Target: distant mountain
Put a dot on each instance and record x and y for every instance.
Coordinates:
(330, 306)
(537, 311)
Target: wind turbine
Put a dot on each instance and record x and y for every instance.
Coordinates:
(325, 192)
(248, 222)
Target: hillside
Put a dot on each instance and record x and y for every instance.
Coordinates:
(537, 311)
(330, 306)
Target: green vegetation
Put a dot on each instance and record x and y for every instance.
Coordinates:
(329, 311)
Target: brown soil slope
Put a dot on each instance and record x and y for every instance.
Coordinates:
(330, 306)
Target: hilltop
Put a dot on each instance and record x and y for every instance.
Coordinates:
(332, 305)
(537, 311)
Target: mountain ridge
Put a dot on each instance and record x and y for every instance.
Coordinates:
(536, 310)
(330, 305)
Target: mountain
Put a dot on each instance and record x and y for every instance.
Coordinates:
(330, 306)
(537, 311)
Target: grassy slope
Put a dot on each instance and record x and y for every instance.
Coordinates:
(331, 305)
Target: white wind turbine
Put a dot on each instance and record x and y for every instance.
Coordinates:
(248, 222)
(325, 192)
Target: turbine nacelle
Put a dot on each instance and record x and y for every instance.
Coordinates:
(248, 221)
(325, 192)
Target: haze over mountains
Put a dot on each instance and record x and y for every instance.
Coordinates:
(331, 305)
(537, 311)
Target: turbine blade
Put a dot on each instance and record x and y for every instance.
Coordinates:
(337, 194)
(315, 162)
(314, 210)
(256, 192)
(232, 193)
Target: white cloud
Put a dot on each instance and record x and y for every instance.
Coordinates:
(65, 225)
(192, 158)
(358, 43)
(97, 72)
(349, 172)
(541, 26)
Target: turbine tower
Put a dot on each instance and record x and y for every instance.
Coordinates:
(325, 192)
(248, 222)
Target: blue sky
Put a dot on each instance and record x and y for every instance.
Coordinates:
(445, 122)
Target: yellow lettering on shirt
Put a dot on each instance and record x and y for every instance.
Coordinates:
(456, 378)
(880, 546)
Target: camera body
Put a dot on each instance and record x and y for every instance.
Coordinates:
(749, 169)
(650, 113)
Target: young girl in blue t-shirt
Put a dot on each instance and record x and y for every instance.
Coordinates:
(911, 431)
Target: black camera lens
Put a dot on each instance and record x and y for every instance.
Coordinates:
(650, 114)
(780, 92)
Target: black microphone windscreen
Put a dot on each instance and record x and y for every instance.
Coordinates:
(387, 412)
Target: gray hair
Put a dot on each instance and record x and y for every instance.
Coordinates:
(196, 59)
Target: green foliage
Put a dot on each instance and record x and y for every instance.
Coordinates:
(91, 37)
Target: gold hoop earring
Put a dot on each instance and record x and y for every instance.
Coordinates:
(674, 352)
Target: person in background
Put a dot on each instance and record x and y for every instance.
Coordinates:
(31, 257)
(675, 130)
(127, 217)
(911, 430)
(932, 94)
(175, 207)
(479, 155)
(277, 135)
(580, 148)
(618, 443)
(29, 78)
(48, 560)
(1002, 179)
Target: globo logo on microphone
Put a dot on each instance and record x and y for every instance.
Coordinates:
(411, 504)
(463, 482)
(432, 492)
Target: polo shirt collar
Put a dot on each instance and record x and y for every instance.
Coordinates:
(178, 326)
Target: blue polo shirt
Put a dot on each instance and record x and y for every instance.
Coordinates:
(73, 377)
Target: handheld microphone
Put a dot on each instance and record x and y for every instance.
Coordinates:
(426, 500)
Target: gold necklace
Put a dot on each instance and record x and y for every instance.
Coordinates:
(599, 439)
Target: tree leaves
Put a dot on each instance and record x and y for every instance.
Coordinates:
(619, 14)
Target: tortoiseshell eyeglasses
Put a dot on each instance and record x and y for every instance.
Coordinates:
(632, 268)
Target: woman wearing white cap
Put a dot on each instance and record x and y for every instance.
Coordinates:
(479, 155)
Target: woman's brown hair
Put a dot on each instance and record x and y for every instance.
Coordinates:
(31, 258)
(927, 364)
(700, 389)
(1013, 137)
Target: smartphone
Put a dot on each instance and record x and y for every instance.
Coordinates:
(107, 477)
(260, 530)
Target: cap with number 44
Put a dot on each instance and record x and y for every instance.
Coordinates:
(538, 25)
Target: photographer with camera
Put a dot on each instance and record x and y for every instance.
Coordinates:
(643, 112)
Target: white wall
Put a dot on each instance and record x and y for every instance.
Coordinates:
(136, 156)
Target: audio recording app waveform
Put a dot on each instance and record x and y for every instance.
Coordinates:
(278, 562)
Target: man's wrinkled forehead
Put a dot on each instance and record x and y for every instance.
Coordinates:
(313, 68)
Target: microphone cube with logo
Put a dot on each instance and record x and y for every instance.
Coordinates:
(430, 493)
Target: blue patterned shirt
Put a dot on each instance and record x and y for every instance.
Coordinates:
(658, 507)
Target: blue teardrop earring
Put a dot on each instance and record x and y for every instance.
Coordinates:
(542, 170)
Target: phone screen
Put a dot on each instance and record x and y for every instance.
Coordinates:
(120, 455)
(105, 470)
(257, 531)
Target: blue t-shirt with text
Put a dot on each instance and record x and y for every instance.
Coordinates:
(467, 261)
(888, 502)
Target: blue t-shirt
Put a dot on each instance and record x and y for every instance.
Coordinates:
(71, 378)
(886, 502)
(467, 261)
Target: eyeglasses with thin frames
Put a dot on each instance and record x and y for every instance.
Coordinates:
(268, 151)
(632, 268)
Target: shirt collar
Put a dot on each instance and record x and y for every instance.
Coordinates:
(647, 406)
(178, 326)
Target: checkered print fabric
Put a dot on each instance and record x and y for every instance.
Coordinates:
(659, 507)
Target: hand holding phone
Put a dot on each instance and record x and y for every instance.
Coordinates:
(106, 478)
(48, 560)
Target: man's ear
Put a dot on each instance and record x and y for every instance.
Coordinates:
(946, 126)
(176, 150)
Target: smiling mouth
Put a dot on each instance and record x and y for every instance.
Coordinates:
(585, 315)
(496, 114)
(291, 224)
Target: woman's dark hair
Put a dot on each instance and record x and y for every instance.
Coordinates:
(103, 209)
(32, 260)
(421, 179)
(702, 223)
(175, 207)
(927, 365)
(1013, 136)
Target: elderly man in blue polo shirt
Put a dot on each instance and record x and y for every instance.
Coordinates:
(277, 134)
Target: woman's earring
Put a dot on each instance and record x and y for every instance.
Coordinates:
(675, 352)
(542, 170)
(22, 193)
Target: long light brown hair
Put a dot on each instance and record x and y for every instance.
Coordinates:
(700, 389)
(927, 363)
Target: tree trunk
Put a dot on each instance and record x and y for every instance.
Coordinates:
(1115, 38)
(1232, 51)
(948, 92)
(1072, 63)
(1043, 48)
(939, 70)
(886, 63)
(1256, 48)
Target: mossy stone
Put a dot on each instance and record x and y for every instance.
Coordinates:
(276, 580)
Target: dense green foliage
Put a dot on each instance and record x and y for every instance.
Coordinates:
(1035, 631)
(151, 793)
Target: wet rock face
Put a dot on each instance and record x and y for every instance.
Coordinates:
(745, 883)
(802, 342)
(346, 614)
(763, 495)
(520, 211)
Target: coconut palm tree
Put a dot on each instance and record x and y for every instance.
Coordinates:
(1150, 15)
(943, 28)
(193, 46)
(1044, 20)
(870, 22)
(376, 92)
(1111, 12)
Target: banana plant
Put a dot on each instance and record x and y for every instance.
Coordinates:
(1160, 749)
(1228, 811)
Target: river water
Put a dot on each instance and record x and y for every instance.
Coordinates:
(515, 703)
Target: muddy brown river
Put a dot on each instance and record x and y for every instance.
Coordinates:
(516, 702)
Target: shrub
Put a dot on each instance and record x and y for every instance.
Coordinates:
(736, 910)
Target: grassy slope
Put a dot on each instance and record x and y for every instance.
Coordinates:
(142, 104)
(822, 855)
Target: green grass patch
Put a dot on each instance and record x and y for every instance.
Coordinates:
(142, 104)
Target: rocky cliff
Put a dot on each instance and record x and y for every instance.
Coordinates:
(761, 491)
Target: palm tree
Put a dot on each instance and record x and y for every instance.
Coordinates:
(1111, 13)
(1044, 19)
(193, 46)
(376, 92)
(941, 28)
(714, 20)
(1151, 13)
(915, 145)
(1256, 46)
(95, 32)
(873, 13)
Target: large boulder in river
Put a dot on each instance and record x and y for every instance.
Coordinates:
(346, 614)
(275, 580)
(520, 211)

_ _ _ _

• [STATED GOAL] Please give the lines again starting at the one containing "Target: black microphone windscreen" and ending at the one containing "(1002, 179)", changing "Put a dot" to "Place a dot" throughout and leaving everything else as it stands.

• [RESULT OF THE TASK]
Target: black microphone windscreen
Place a dot on each instance and record x and y for every instance.
Coordinates:
(387, 412)
Target: gray hair
Place a dot on each instance and record x and y for every instance.
Coordinates:
(196, 59)
Target: green foliage
Place a dot on each instance and record x and y for every instance.
Coordinates:
(91, 37)
Target: gold hoop earring
Place a dot on each instance and record x and y for every instance.
Coordinates:
(674, 352)
Target: person in background
Place a dot on each instance and record x and y for every instance.
Coordinates:
(31, 257)
(675, 130)
(127, 217)
(911, 430)
(932, 94)
(175, 207)
(479, 155)
(277, 135)
(580, 148)
(618, 443)
(29, 78)
(48, 560)
(1002, 179)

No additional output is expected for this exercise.